**Extracted entries**
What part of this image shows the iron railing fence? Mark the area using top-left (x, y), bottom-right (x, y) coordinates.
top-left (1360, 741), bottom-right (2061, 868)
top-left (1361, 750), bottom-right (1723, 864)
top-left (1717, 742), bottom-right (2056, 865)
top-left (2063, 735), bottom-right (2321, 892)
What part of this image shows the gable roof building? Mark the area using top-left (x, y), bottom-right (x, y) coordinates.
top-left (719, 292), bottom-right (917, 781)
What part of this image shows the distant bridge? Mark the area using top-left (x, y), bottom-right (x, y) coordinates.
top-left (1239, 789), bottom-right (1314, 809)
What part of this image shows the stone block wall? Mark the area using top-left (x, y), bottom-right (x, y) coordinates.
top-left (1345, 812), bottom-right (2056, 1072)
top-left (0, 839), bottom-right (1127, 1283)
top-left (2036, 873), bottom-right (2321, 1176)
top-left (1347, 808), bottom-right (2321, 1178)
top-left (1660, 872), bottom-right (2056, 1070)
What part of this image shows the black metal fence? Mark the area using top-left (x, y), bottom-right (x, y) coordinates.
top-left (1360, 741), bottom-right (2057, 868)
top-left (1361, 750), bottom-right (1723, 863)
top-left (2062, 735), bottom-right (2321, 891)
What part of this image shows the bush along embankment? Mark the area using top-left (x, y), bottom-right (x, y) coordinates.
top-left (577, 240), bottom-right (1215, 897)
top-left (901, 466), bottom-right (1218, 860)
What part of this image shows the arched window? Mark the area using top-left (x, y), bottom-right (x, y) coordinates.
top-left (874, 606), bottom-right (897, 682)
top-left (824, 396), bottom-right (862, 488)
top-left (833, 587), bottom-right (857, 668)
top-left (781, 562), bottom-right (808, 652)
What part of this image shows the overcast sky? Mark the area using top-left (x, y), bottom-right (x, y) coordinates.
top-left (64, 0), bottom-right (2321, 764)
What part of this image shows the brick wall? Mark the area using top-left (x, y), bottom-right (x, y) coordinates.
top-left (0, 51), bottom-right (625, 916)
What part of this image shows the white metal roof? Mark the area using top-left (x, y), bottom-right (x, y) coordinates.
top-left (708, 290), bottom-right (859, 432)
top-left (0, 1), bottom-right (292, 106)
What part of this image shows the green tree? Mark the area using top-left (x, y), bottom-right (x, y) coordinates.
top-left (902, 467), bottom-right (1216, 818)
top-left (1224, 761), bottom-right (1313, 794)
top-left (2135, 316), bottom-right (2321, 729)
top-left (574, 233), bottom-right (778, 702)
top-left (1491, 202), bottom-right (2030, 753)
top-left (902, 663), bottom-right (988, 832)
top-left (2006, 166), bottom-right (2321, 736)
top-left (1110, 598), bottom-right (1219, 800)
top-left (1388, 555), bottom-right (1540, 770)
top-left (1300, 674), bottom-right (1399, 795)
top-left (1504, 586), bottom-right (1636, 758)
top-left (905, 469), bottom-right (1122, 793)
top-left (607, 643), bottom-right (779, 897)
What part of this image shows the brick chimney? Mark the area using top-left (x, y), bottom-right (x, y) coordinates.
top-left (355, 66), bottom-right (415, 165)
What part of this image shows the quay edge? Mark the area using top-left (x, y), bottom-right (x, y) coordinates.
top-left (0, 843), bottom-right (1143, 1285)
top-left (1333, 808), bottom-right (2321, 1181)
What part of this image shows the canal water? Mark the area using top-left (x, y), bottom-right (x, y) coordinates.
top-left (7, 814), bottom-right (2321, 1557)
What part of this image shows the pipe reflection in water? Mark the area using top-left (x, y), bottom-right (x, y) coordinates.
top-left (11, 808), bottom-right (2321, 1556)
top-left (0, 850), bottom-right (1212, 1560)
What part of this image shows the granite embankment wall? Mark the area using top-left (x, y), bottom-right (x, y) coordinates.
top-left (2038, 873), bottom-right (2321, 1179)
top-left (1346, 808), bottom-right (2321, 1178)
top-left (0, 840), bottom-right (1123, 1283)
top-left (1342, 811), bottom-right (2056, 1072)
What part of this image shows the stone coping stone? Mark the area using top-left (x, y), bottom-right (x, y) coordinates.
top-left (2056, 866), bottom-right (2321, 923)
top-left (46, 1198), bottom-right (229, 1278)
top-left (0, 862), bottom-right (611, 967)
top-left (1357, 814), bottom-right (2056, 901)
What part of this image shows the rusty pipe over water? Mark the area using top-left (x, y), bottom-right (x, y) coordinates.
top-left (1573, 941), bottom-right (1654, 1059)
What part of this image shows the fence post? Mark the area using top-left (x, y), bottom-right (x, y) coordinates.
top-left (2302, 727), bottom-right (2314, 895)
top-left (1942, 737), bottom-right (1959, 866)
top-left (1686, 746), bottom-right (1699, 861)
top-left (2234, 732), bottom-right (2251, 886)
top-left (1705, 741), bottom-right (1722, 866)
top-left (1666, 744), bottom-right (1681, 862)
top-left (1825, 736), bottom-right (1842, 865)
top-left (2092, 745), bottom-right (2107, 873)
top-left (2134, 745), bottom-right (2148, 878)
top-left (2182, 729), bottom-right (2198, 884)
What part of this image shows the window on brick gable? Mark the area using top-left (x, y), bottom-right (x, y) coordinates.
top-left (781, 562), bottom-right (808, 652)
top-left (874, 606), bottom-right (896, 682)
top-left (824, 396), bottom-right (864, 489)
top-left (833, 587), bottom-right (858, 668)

**Problem to solve**
Return all data verbatim.

**Exercise solution**
What part of this image shows the iron railing fence? Mark the area using top-left (x, y), bottom-right (x, y) coordinates.
top-left (1360, 741), bottom-right (2061, 868)
top-left (1361, 750), bottom-right (1723, 864)
top-left (1717, 742), bottom-right (2056, 865)
top-left (2063, 735), bottom-right (2321, 892)
What part of this image shows the gable roof building? Mark the area using top-left (x, y), bottom-right (x, y) coordinates.
top-left (719, 292), bottom-right (917, 781)
What part of this image shows the distant bridge? Mark the area using top-left (x, y), bottom-right (x, y) coordinates.
top-left (1239, 789), bottom-right (1314, 809)
What part of this image shows the stone block wall? Mark the area using top-left (x, y), bottom-right (x, y) coordinates.
top-left (1345, 812), bottom-right (2056, 1072)
top-left (0, 839), bottom-right (1127, 1283)
top-left (2036, 873), bottom-right (2321, 1176)
top-left (1347, 808), bottom-right (2321, 1178)
top-left (1660, 872), bottom-right (2056, 1070)
What part of this image shows the black metal fence? Mark the area using top-left (x, y), bottom-right (x, y) coordinates.
top-left (1360, 741), bottom-right (2057, 868)
top-left (1361, 750), bottom-right (1723, 863)
top-left (2062, 735), bottom-right (2321, 891)
What part of this image shows the bush along embankment? Mark the area using top-left (x, y), bottom-right (x, y) coordinates.
top-left (577, 240), bottom-right (1215, 897)
top-left (901, 466), bottom-right (1218, 860)
What part of this image shows the arched window? Mark the area using top-left (x, y), bottom-right (x, y) coordinates.
top-left (874, 606), bottom-right (897, 682)
top-left (824, 396), bottom-right (862, 488)
top-left (833, 587), bottom-right (857, 668)
top-left (781, 562), bottom-right (808, 652)
What part of this image shows the overcast sky? Mark the area using top-left (x, y), bottom-right (x, y) coordinates.
top-left (64, 0), bottom-right (2321, 764)
What part of this image shows the brick wall? Mark the area using top-left (x, y), bottom-right (x, y) coordinates.
top-left (0, 51), bottom-right (625, 916)
What part of this image shows the white metal roof? Mark the area using top-left (x, y), bottom-right (x, y) coordinates.
top-left (708, 290), bottom-right (859, 432)
top-left (0, 1), bottom-right (292, 106)
What part of this image shows the green tree? Mark the area using top-left (x, y), bottom-right (x, y) coordinates.
top-left (902, 467), bottom-right (1216, 818)
top-left (1224, 761), bottom-right (1313, 794)
top-left (2135, 316), bottom-right (2321, 729)
top-left (574, 233), bottom-right (778, 702)
top-left (1491, 202), bottom-right (2030, 753)
top-left (902, 663), bottom-right (988, 832)
top-left (2006, 166), bottom-right (2321, 736)
top-left (1110, 598), bottom-right (1219, 800)
top-left (1388, 555), bottom-right (1540, 770)
top-left (1300, 674), bottom-right (1399, 795)
top-left (1504, 586), bottom-right (1636, 758)
top-left (905, 469), bottom-right (1122, 793)
top-left (607, 643), bottom-right (779, 897)
What part of this image shows the brick chimney? Mark the area using top-left (x, y), bottom-right (x, y) coordinates.
top-left (355, 66), bottom-right (415, 165)
What part of this image shows the quay edge? Mark the area using top-left (x, y), bottom-right (x, y) coordinates.
top-left (0, 843), bottom-right (1143, 1285)
top-left (1333, 808), bottom-right (2321, 1181)
What part of this image shows the canal water? Mark the area using top-left (x, y), bottom-right (x, y) coordinates.
top-left (7, 814), bottom-right (2321, 1557)
What part of this image shows the pipe reflection in water? Mark the area using top-left (x, y), bottom-right (x, y) coordinates.
top-left (11, 808), bottom-right (2321, 1556)
top-left (0, 850), bottom-right (1212, 1560)
What part of this image shows the granite embankment wall? Mark the area using top-left (x, y), bottom-right (x, y) coordinates.
top-left (2038, 873), bottom-right (2321, 1179)
top-left (1346, 808), bottom-right (2321, 1178)
top-left (0, 840), bottom-right (1123, 1283)
top-left (1342, 811), bottom-right (2056, 1072)
What part of this image shows the stone coping stone? Mark the area using top-left (x, y), bottom-right (x, y) coordinates.
top-left (2056, 866), bottom-right (2321, 923)
top-left (46, 1198), bottom-right (229, 1278)
top-left (0, 862), bottom-right (611, 967)
top-left (1357, 814), bottom-right (2056, 901)
What part of this image shows the rusty pipe over water? Mark the area using top-left (x, y), bottom-right (x, y) coordinates.
top-left (1573, 941), bottom-right (1654, 1059)
What part of this image shows the fence post? Mark the area using top-left (x, y), bottom-right (x, y) coordinates.
top-left (2302, 727), bottom-right (2314, 895)
top-left (1942, 737), bottom-right (1959, 866)
top-left (1686, 746), bottom-right (1699, 861)
top-left (2234, 732), bottom-right (2251, 886)
top-left (1705, 741), bottom-right (1722, 866)
top-left (1666, 744), bottom-right (1681, 862)
top-left (1825, 736), bottom-right (1842, 865)
top-left (2092, 745), bottom-right (2107, 873)
top-left (2134, 745), bottom-right (2148, 878)
top-left (2182, 729), bottom-right (2198, 884)
What part of this image shows the window on brick gable? Mark the area using top-left (x, y), bottom-right (x, y) coordinates.
top-left (781, 562), bottom-right (808, 652)
top-left (874, 606), bottom-right (896, 682)
top-left (824, 396), bottom-right (864, 489)
top-left (833, 587), bottom-right (858, 668)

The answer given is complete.